_Directive_: Return every line of the records below that contains the word "Target", matching case exactly.

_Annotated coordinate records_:
- - - -

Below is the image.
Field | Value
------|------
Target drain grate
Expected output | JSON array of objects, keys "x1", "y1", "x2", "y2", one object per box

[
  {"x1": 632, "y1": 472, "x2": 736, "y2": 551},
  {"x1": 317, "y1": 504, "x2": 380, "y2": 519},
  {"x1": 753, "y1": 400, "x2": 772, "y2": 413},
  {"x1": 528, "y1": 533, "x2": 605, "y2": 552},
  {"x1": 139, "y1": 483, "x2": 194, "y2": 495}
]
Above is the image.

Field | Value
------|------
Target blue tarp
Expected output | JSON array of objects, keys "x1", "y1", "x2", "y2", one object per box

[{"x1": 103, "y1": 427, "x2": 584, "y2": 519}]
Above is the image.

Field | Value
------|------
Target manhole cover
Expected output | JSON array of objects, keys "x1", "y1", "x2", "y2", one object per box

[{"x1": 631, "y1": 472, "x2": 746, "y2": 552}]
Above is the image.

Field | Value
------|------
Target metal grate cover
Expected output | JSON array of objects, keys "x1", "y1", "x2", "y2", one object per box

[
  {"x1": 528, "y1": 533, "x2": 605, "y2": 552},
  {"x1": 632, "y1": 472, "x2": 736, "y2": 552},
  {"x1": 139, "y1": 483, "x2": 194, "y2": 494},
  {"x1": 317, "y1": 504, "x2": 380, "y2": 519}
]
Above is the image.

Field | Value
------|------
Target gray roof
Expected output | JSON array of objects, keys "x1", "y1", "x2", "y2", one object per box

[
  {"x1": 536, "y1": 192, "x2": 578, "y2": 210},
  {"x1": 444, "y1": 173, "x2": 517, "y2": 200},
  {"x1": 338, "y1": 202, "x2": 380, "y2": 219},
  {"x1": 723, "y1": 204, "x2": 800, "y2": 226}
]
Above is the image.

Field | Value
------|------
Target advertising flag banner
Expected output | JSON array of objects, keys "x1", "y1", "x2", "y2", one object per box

- - - -

_The answer_:
Target drain grate
Target blue tarp
Target manhole cover
Target metal grate cover
Target gray roof
Target advertising flag banner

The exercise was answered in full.